> **СУТЬ ЗАДАНИЯ**:
Перепишите дословно все строки из списка ниже, ничего в них не меняя. Изображения в ответ не включайте.

○ ○ ○

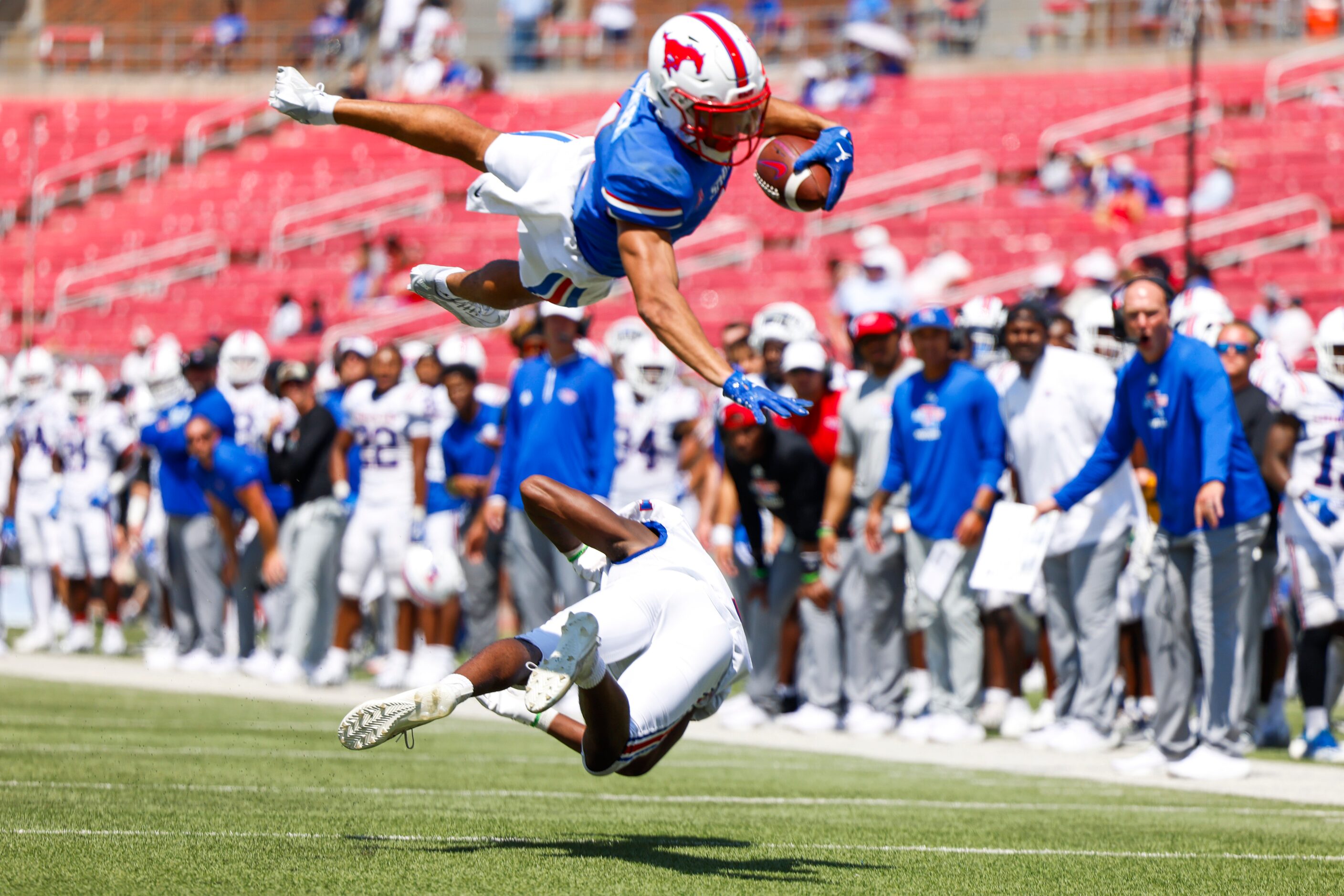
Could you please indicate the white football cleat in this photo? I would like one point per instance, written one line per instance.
(382, 719)
(572, 659)
(80, 638)
(113, 643)
(428, 281)
(302, 101)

○ ○ ○

> **РЕЗУЛЬТАТ ЗАДАНИЯ**:
Could you please indicate the white football cleat in this photo? I would like one point per instance, written one line per instance.
(382, 719)
(572, 659)
(80, 638)
(113, 643)
(428, 281)
(302, 101)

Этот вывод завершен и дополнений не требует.